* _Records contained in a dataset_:
☆ ☆ ☆ ☆ ☆ ☆ ☆

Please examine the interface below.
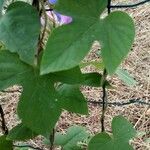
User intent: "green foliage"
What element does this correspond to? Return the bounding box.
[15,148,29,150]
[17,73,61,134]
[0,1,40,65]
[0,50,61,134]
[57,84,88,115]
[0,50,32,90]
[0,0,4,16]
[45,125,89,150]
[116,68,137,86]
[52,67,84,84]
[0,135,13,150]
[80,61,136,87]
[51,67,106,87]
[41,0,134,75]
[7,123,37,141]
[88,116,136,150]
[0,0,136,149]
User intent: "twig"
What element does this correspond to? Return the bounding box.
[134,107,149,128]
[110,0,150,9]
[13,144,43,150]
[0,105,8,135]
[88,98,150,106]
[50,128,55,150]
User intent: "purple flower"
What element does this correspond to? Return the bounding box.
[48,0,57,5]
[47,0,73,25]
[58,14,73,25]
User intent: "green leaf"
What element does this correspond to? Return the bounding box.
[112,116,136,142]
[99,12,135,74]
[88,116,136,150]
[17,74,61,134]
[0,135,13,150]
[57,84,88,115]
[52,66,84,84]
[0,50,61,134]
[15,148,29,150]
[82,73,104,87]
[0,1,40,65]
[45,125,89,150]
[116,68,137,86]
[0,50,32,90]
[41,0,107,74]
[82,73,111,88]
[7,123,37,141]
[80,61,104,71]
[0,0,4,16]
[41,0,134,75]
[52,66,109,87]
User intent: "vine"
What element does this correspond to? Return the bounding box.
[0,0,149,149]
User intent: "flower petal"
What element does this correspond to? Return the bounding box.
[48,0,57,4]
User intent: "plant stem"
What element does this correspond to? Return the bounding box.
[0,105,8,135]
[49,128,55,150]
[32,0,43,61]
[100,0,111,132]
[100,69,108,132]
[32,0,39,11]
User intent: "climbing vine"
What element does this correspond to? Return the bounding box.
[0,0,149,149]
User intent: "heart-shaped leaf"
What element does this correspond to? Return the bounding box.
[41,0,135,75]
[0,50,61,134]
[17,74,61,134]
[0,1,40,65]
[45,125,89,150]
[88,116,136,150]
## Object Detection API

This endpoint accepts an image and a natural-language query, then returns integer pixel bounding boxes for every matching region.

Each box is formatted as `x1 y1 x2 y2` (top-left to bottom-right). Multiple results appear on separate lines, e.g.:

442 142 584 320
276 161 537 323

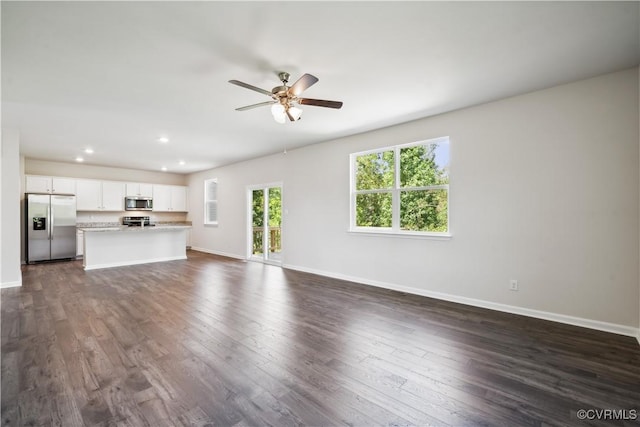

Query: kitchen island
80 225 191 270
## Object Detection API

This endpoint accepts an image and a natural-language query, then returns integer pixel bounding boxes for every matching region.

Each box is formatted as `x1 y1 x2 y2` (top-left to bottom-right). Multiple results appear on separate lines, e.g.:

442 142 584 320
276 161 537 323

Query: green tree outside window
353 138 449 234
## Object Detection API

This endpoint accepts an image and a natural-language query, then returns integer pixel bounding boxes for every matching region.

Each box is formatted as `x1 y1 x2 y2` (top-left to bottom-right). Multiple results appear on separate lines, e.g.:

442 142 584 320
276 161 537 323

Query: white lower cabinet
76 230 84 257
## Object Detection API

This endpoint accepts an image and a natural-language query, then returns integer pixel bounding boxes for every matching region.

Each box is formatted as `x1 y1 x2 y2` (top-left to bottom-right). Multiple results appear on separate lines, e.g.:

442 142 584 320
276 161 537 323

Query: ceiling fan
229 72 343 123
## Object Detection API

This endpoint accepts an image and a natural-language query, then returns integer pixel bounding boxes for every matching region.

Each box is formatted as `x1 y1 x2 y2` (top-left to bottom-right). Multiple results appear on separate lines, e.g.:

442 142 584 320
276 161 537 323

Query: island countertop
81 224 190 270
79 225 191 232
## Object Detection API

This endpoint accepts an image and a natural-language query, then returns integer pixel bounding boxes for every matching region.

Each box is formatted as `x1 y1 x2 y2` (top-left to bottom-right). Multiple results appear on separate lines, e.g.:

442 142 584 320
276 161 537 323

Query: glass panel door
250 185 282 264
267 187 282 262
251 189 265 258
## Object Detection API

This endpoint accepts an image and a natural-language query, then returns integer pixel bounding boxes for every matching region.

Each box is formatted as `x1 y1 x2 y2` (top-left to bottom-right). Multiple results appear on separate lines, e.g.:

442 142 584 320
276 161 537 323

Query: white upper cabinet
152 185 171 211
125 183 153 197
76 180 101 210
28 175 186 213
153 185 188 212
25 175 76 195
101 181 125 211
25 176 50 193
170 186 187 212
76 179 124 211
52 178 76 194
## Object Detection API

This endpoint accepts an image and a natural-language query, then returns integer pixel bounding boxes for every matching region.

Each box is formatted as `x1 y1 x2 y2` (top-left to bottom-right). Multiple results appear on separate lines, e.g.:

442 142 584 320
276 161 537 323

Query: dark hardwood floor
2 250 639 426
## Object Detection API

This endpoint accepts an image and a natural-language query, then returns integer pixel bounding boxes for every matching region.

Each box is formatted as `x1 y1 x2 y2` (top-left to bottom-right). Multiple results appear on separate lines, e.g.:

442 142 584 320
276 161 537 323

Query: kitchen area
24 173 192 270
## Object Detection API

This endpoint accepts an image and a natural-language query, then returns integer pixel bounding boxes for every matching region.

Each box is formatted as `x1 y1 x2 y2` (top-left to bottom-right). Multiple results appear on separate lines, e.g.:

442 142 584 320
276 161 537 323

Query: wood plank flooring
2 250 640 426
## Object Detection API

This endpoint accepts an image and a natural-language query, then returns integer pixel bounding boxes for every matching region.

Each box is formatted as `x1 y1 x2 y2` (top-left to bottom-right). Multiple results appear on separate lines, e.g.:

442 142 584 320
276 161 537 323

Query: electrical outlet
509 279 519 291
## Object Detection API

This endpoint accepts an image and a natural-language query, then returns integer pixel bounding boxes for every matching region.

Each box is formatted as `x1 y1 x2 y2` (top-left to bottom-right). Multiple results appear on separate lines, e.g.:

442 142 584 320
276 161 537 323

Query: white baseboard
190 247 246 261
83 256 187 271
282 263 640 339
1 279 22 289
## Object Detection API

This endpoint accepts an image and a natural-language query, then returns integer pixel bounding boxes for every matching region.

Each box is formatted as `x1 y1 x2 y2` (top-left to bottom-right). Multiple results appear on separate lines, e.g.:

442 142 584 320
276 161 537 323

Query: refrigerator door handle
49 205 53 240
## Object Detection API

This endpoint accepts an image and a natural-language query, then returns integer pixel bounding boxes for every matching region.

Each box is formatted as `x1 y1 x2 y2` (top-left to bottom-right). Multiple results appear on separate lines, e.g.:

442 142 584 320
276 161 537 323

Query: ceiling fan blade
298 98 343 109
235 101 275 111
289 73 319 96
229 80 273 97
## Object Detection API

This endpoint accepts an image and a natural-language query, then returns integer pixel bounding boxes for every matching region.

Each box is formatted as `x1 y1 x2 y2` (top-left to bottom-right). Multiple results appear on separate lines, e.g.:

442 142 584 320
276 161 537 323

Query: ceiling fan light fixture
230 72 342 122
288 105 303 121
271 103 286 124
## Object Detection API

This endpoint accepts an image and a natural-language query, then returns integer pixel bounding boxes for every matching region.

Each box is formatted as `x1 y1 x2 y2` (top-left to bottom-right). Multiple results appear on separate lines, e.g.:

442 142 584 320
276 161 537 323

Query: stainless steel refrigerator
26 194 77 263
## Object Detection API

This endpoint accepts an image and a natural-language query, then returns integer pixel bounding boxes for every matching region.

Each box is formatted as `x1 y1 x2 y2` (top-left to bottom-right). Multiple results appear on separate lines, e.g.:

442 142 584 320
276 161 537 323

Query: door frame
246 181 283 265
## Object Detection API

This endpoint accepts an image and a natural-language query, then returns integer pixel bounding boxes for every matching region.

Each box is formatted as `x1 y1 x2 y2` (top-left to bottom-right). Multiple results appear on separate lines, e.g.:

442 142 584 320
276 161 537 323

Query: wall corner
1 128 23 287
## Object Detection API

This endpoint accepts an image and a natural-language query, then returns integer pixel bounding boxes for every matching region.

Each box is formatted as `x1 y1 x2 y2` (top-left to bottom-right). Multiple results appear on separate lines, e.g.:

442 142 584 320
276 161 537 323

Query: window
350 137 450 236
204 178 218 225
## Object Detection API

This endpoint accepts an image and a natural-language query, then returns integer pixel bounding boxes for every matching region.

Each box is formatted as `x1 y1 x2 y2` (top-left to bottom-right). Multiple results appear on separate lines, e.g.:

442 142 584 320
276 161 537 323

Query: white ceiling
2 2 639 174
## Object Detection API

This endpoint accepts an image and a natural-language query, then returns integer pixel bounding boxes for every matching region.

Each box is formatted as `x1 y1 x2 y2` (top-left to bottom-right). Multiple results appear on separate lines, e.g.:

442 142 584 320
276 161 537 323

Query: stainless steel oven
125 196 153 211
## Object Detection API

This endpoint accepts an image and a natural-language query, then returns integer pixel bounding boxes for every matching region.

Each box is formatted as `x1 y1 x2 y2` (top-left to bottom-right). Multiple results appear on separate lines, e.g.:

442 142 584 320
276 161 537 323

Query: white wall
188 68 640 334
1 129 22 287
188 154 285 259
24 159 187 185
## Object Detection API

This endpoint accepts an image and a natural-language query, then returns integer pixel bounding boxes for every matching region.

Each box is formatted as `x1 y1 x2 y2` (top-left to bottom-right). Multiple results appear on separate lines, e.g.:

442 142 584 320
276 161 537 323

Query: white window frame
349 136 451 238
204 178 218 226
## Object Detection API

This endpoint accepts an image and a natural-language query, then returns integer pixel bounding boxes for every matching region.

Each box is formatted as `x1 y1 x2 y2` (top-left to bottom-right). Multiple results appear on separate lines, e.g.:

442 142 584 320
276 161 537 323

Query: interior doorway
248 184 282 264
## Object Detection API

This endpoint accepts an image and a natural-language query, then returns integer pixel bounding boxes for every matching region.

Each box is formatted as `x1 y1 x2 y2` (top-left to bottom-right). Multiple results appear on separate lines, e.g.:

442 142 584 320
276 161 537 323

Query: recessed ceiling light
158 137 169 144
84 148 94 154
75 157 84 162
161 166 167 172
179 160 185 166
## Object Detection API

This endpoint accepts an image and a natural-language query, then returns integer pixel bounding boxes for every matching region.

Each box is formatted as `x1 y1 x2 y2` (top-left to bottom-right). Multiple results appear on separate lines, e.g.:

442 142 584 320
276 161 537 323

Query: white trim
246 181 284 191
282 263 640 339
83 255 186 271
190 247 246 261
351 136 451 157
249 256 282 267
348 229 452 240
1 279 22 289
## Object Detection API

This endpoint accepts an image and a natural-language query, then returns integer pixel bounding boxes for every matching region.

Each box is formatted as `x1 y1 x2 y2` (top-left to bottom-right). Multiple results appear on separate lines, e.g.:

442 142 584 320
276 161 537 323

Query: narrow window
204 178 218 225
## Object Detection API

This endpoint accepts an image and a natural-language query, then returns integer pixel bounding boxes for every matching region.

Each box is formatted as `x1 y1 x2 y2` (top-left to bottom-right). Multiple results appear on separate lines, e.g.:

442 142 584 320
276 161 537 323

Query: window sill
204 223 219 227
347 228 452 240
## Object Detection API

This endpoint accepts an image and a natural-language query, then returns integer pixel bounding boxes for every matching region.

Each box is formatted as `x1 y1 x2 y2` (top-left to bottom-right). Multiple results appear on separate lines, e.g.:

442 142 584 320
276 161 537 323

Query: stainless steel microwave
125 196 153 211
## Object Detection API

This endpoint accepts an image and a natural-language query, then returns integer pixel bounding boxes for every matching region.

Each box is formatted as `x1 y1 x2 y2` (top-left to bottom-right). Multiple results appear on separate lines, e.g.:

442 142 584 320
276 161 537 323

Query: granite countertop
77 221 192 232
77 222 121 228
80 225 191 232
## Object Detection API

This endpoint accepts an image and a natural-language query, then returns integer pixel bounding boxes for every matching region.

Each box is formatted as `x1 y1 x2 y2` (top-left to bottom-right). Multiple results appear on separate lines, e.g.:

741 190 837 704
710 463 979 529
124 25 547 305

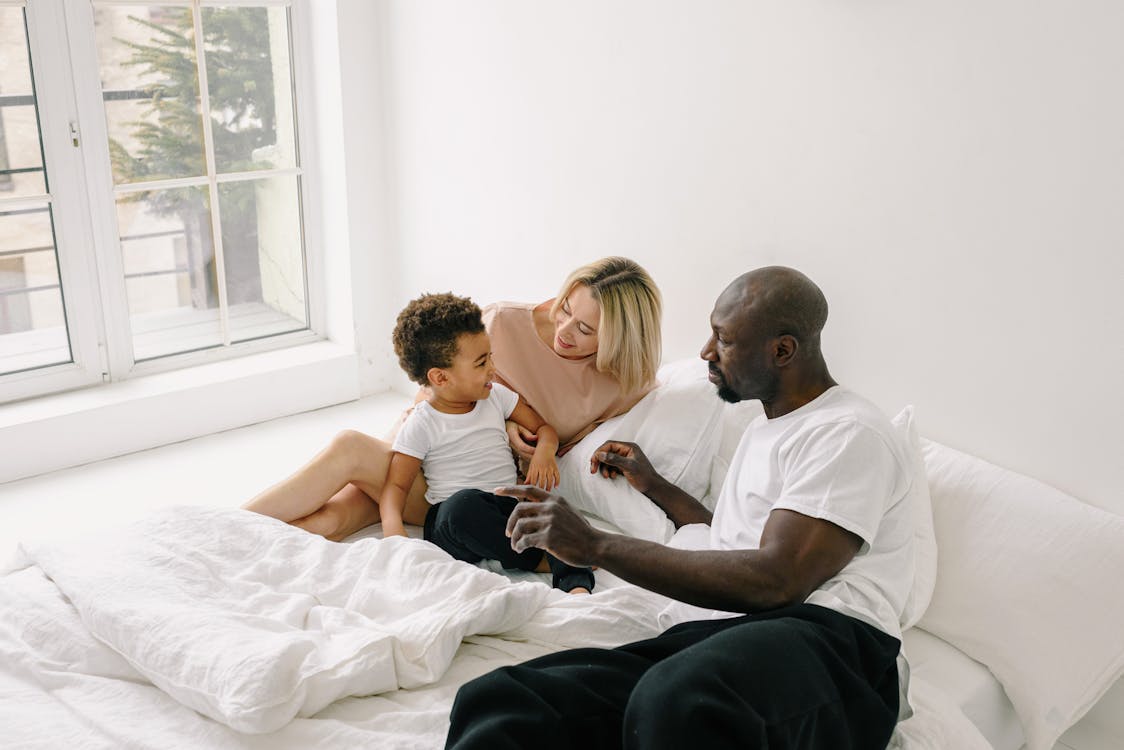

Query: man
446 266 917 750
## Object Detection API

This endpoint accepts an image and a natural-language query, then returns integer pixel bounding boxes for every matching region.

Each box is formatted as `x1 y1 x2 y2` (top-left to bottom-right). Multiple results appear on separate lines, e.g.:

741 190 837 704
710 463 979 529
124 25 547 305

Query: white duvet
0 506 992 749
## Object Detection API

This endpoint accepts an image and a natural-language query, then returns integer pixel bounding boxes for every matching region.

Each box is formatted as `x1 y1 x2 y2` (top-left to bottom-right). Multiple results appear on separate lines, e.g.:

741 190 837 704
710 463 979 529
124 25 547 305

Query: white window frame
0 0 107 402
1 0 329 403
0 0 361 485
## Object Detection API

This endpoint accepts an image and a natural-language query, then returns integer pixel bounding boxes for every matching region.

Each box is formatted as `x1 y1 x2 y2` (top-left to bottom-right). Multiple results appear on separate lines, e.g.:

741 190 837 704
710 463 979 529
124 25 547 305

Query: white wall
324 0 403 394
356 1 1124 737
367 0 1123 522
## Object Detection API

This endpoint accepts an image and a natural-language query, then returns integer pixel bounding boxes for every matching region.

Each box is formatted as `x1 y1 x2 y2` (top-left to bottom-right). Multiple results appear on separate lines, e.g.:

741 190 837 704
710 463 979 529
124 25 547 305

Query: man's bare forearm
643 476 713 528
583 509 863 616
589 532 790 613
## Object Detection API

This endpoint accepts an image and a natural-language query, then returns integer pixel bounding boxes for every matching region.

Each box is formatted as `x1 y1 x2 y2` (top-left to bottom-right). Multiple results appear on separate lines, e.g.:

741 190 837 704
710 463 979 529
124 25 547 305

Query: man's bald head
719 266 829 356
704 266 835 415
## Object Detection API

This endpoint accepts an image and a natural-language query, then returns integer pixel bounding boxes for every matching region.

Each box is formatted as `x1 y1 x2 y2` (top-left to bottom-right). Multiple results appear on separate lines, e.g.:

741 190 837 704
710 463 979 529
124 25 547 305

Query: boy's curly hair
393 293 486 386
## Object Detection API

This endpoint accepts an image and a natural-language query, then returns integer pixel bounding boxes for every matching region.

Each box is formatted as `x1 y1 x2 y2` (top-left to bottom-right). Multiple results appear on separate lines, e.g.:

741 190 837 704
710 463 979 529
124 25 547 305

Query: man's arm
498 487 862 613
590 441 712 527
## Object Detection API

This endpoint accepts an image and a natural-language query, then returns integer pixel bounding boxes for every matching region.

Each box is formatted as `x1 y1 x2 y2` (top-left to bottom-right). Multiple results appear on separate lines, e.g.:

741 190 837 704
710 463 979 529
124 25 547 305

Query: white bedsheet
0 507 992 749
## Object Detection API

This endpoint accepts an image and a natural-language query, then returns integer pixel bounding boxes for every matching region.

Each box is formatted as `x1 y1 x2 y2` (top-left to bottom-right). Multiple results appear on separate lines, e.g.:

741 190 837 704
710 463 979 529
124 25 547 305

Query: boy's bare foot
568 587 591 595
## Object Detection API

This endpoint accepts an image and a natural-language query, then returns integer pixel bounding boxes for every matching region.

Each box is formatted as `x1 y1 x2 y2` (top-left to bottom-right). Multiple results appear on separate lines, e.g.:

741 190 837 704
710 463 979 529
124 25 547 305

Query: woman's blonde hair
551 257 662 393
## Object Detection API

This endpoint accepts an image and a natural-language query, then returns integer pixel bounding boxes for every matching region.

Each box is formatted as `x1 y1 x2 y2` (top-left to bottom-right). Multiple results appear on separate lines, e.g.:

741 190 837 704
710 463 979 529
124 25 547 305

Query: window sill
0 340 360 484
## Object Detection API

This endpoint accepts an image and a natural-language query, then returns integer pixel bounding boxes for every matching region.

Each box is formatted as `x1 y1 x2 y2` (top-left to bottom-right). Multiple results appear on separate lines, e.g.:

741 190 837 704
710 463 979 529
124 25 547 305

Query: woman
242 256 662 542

☆ ☆ ☆ ☆ ☆ ☆ ☆

* _AIM OF THE TASK_: Which lines of the entries above contain the string "vine"? Copy each one.

* _WRITTEN SOLUTION_:
User intent: "vine"
User intent: "climbing vine"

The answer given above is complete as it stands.